[Opening Given records section]

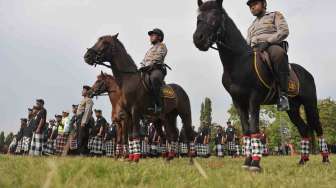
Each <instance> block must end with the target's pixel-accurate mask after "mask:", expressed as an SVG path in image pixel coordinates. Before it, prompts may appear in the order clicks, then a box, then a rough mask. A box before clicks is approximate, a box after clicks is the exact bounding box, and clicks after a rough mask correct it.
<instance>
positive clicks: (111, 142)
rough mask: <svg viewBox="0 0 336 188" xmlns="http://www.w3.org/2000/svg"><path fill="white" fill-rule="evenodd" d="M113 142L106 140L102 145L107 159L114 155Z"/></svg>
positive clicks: (110, 140)
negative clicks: (108, 157)
mask: <svg viewBox="0 0 336 188" xmlns="http://www.w3.org/2000/svg"><path fill="white" fill-rule="evenodd" d="M114 145H115V144H114V141H113V140H106V141H105V144H104V150H105V154H106V156H108V157H111V156H113V155H114Z"/></svg>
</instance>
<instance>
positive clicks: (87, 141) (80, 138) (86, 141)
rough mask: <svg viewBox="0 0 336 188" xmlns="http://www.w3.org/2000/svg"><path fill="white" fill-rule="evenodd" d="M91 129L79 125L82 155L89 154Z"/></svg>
mask: <svg viewBox="0 0 336 188" xmlns="http://www.w3.org/2000/svg"><path fill="white" fill-rule="evenodd" d="M88 141H89V129H88V128H87V127H79V129H78V152H79V154H81V155H86V154H88Z"/></svg>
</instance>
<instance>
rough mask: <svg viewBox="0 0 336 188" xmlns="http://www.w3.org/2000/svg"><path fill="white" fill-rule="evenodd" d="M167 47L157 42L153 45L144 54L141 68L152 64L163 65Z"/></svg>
mask: <svg viewBox="0 0 336 188" xmlns="http://www.w3.org/2000/svg"><path fill="white" fill-rule="evenodd" d="M167 52H168V50H167V47H166V45H165V44H164V43H162V42H158V43H157V44H155V45H153V46H152V47H151V48H150V49H149V50H148V51H147V53H146V55H145V58H144V59H143V62H142V63H143V66H149V65H153V64H163V62H164V59H165V57H166V55H167Z"/></svg>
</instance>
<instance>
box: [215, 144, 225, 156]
mask: <svg viewBox="0 0 336 188" xmlns="http://www.w3.org/2000/svg"><path fill="white" fill-rule="evenodd" d="M216 153H217V157H223V156H224V145H223V144H217V145H216Z"/></svg>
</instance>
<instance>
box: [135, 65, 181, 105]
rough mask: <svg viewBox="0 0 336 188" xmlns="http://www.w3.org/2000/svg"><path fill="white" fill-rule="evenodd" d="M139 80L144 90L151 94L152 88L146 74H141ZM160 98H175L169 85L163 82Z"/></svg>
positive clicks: (174, 93)
mask: <svg viewBox="0 0 336 188" xmlns="http://www.w3.org/2000/svg"><path fill="white" fill-rule="evenodd" d="M141 80H142V84H143V85H144V87H145V88H146V90H147V91H148V92H150V93H152V91H153V87H152V83H151V81H150V78H149V74H148V72H141ZM161 96H162V97H163V98H169V99H175V98H176V93H175V91H174V89H173V88H172V87H171V86H170V85H167V84H166V83H165V82H164V83H163V86H162V88H161Z"/></svg>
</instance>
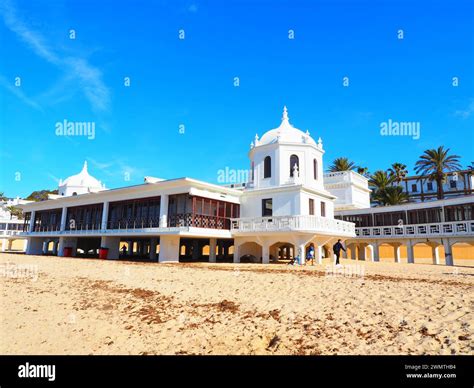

[Closing Given records section]

### Work instructions
Copy every entry above line for line without changing anything, and leave out the pictures.

### Result for this task
Each <instance> block must end with the target's pixel-accurate mask after "mask:", expressed as an SVG path in image pixel coordinates. Before it, prompts may appear in the order clicks, then a box, then a rough mask. A box before clicks is approximate, a box after clicks is the exact bounding box, and clicks after a rough mask correct it.
<instance>
positive clicks: (111, 142)
rough mask: <svg viewBox="0 0 336 188" xmlns="http://www.w3.org/2000/svg"><path fill="white" fill-rule="evenodd" d="M113 142L106 140L102 145L107 159L114 155Z"/></svg>
positive clicks: (110, 140)
negative clicks: (108, 157)
mask: <svg viewBox="0 0 336 188" xmlns="http://www.w3.org/2000/svg"><path fill="white" fill-rule="evenodd" d="M114 145H115V144H114V141H113V140H106V141H105V144H104V150H105V154H106V156H108V157H111V156H113V155H114Z"/></svg>
</instance>
<instance>
positive clicks: (87, 141) (80, 138) (86, 141)
rough mask: <svg viewBox="0 0 336 188" xmlns="http://www.w3.org/2000/svg"><path fill="white" fill-rule="evenodd" d="M91 129L79 125L82 155L89 154Z"/></svg>
mask: <svg viewBox="0 0 336 188" xmlns="http://www.w3.org/2000/svg"><path fill="white" fill-rule="evenodd" d="M88 141H89V129H88V128H87V127H79V129H78V152H79V154H81V155H86V154H88Z"/></svg>
</instance>
<instance>
rough mask: <svg viewBox="0 0 336 188" xmlns="http://www.w3.org/2000/svg"><path fill="white" fill-rule="evenodd" d="M167 47L157 42L153 45L144 54L141 68L152 64L163 65Z"/></svg>
mask: <svg viewBox="0 0 336 188" xmlns="http://www.w3.org/2000/svg"><path fill="white" fill-rule="evenodd" d="M167 52H168V50H167V47H166V45H165V44H164V43H162V42H158V43H157V44H155V45H153V46H152V47H151V48H150V49H149V50H148V51H147V53H146V55H145V58H144V59H143V62H142V63H143V66H149V65H153V64H163V62H164V59H165V57H166V55H167Z"/></svg>
</instance>
<instance>
box: [215, 144, 225, 156]
mask: <svg viewBox="0 0 336 188" xmlns="http://www.w3.org/2000/svg"><path fill="white" fill-rule="evenodd" d="M216 153H217V157H223V156H224V145H223V144H217V145H216Z"/></svg>
</instance>
<instance>
box: [135, 65, 181, 105]
rough mask: <svg viewBox="0 0 336 188" xmlns="http://www.w3.org/2000/svg"><path fill="white" fill-rule="evenodd" d="M139 80L144 90L151 94L152 88L146 74H141ZM160 98H175L169 85L163 82Z"/></svg>
positive clicks: (174, 93)
mask: <svg viewBox="0 0 336 188" xmlns="http://www.w3.org/2000/svg"><path fill="white" fill-rule="evenodd" d="M141 80H142V84H143V85H144V87H145V88H146V90H147V91H148V92H150V93H152V91H153V87H152V83H151V81H150V78H149V74H148V72H141ZM161 96H162V97H163V98H169V99H175V98H176V93H175V91H174V89H173V88H172V87H171V86H170V85H167V84H166V83H165V82H164V83H163V86H162V88H161Z"/></svg>
</instance>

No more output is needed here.